**Assignment**
Repeat the data below exactly, with every entry included.

%%

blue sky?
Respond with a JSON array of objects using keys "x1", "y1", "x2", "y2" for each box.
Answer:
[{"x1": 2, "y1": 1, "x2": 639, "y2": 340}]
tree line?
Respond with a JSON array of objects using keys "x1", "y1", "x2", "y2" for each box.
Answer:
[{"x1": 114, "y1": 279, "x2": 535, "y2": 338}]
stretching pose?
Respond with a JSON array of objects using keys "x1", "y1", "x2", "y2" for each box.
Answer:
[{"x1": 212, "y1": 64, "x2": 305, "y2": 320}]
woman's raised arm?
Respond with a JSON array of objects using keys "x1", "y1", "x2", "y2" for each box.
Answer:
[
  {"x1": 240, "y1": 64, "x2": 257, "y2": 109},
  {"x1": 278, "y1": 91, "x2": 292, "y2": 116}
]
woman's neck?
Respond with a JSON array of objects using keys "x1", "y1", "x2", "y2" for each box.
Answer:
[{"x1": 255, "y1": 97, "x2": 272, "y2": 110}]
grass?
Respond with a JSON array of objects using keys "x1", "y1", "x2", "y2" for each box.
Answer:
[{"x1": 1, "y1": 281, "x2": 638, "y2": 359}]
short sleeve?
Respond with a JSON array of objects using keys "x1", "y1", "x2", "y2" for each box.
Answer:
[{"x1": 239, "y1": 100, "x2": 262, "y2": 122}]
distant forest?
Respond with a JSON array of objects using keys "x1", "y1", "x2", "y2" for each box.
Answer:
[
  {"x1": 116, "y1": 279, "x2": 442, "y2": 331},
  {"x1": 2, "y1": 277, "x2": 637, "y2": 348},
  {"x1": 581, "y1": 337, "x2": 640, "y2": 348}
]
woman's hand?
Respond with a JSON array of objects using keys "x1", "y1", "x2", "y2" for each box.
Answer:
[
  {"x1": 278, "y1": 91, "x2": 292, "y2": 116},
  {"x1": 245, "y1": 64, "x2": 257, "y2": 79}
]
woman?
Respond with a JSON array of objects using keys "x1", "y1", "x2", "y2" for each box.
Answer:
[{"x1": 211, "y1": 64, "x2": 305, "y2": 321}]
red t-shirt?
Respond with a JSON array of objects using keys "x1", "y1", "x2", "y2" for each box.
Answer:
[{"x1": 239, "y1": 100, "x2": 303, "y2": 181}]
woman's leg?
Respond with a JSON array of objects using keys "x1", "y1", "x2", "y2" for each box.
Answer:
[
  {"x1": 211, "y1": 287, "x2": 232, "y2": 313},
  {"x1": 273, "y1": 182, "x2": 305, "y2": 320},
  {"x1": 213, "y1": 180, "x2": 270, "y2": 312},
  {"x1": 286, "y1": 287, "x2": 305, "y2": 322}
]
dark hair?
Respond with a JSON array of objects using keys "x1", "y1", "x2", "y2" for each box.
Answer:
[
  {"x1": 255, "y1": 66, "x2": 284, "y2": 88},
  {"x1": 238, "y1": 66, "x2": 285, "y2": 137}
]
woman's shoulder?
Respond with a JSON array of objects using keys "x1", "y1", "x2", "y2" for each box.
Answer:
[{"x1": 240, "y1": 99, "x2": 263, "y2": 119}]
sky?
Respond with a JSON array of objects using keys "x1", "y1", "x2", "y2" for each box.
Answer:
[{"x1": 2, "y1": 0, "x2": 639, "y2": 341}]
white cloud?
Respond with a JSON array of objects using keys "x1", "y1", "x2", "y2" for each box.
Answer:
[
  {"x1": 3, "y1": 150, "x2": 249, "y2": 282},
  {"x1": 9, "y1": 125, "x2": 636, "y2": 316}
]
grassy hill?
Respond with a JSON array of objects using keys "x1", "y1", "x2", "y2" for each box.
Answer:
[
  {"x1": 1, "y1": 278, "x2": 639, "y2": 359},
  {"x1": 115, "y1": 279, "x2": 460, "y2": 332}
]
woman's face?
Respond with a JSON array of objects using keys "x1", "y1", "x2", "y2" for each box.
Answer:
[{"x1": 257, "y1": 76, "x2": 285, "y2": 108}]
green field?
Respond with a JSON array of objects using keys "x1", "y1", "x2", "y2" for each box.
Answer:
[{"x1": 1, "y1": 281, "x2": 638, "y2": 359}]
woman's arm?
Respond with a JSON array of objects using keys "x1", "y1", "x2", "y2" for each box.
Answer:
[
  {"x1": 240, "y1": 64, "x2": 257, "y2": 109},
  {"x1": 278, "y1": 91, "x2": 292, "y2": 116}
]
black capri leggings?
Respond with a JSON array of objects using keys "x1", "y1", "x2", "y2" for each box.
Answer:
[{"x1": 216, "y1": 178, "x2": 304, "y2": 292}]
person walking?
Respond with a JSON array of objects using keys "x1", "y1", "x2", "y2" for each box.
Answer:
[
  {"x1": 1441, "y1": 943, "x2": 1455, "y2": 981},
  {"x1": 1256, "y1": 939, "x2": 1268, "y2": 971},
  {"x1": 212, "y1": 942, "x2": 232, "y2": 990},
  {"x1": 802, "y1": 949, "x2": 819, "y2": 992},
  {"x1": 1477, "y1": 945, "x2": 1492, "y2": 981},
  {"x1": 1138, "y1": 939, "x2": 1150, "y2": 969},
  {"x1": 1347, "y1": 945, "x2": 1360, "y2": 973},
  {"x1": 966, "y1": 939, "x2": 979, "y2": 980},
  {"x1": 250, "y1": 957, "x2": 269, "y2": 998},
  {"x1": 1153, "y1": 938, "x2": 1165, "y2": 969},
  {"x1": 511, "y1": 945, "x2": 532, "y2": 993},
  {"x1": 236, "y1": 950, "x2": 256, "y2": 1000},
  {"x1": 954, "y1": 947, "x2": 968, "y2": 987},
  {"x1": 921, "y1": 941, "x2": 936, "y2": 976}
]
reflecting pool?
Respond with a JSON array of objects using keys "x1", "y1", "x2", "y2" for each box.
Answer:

%%

**Task response**
blue sky?
Respond with a JSON array of objects using keys "x1", "y1", "x2", "y2" for each box.
Answer:
[{"x1": 2, "y1": 1, "x2": 639, "y2": 340}]
tree line?
Respond with a JSON array of objects using keys "x1", "y1", "x2", "y2" for each box.
Answer:
[{"x1": 114, "y1": 279, "x2": 535, "y2": 338}]
stretching pose?
Respond with a JSON array of objects using keys "x1", "y1", "x2", "y2" for each box.
Answer:
[{"x1": 212, "y1": 64, "x2": 305, "y2": 320}]
woman's raised arm?
Respond with a JSON array of objects using keys "x1", "y1", "x2", "y2" for each box.
Answer:
[
  {"x1": 240, "y1": 64, "x2": 257, "y2": 109},
  {"x1": 278, "y1": 91, "x2": 292, "y2": 116}
]
woman's neck?
Respond with a JSON array of objects using keys "x1", "y1", "x2", "y2" for each box.
Answer:
[{"x1": 255, "y1": 97, "x2": 272, "y2": 110}]
grass?
Respond with a JSON array of objects using keys "x1", "y1", "x2", "y2" for each box.
Answer:
[{"x1": 1, "y1": 281, "x2": 638, "y2": 359}]
short sleeve?
Respond with a JSON array of objects using keys "x1", "y1", "x2", "y2" for each box.
Answer:
[{"x1": 239, "y1": 100, "x2": 262, "y2": 122}]
distant forest?
Respond with a JSON array of objects using keys "x1", "y1", "x2", "y2" for each box.
Answer:
[
  {"x1": 116, "y1": 279, "x2": 442, "y2": 331},
  {"x1": 2, "y1": 277, "x2": 637, "y2": 348},
  {"x1": 581, "y1": 337, "x2": 640, "y2": 348}
]
woman's hand?
Respond with a JSON array of objects using keys "x1", "y1", "x2", "y2" for each box.
Answer:
[
  {"x1": 278, "y1": 91, "x2": 292, "y2": 116},
  {"x1": 245, "y1": 64, "x2": 257, "y2": 79}
]
woman?
Respond with a JSON array of objects using keys "x1", "y1", "x2", "y2" for each box.
Answer:
[{"x1": 211, "y1": 64, "x2": 305, "y2": 321}]
red t-shirt?
Respond with a JSON array of objects using keys "x1", "y1", "x2", "y2" for each box.
Answer:
[{"x1": 239, "y1": 100, "x2": 303, "y2": 181}]
woman's leg?
Respond with a JSON array of objects using keys "x1", "y1", "x2", "y2" for each box.
Answer:
[
  {"x1": 211, "y1": 287, "x2": 232, "y2": 313},
  {"x1": 273, "y1": 182, "x2": 305, "y2": 320},
  {"x1": 213, "y1": 180, "x2": 270, "y2": 312},
  {"x1": 286, "y1": 287, "x2": 305, "y2": 322}
]
dark hair?
Respond with a JSON array of objects using keys "x1", "y1", "x2", "y2" for each box.
Answer:
[
  {"x1": 255, "y1": 66, "x2": 284, "y2": 88},
  {"x1": 238, "y1": 66, "x2": 285, "y2": 137}
]
woman's shoulder?
Respond with a JSON array of objects using keys "x1", "y1", "x2", "y2" for each box.
Answer:
[{"x1": 240, "y1": 99, "x2": 263, "y2": 119}]
sky?
Respond with a JSON array of objects using keys "x1", "y1", "x2", "y2" for each box.
Answer:
[{"x1": 2, "y1": 0, "x2": 639, "y2": 341}]
white cloud?
Respond with a JSON array of objects using keys "x1", "y1", "x2", "y2" for each box.
Answer:
[
  {"x1": 3, "y1": 150, "x2": 249, "y2": 282},
  {"x1": 9, "y1": 125, "x2": 636, "y2": 316}
]
grassy hill?
Respond with a JSON array of objects using keys "x1", "y1", "x2", "y2" for each box.
Answer:
[
  {"x1": 1, "y1": 278, "x2": 639, "y2": 359},
  {"x1": 115, "y1": 279, "x2": 460, "y2": 332}
]
woman's face?
Respond with a JSON array of objects using keys "x1", "y1", "x2", "y2" for each box.
Answer:
[{"x1": 257, "y1": 76, "x2": 285, "y2": 108}]
green field?
Respond with a JSON array of objects using keys "x1", "y1", "x2", "y2" for each box.
Answer:
[{"x1": 1, "y1": 281, "x2": 638, "y2": 359}]
woman's arm?
Respond with a JSON array of objects using keys "x1", "y1", "x2", "y2" for each box.
Answer:
[
  {"x1": 240, "y1": 64, "x2": 257, "y2": 109},
  {"x1": 278, "y1": 91, "x2": 292, "y2": 116}
]
black capri leggings?
Respond with a JSON array of objects using keys "x1", "y1", "x2", "y2" for each box.
Answer:
[{"x1": 216, "y1": 178, "x2": 304, "y2": 292}]
person walking?
Respond with a JSON array of objects using keys "x1", "y1", "x2", "y2" for each box.
Answer:
[
  {"x1": 1441, "y1": 943, "x2": 1455, "y2": 981},
  {"x1": 1256, "y1": 939, "x2": 1268, "y2": 971},
  {"x1": 212, "y1": 942, "x2": 232, "y2": 990},
  {"x1": 802, "y1": 949, "x2": 819, "y2": 992},
  {"x1": 1477, "y1": 945, "x2": 1492, "y2": 981},
  {"x1": 1138, "y1": 939, "x2": 1150, "y2": 969},
  {"x1": 1347, "y1": 945, "x2": 1360, "y2": 973},
  {"x1": 966, "y1": 939, "x2": 979, "y2": 980},
  {"x1": 250, "y1": 957, "x2": 269, "y2": 998},
  {"x1": 1153, "y1": 938, "x2": 1165, "y2": 969},
  {"x1": 511, "y1": 945, "x2": 532, "y2": 993},
  {"x1": 236, "y1": 950, "x2": 256, "y2": 1000},
  {"x1": 954, "y1": 947, "x2": 968, "y2": 987},
  {"x1": 921, "y1": 941, "x2": 936, "y2": 976}
]
reflecting pool?
Respond with a JSON array of objects using keys "x1", "y1", "x2", "y2" for each box.
Answer:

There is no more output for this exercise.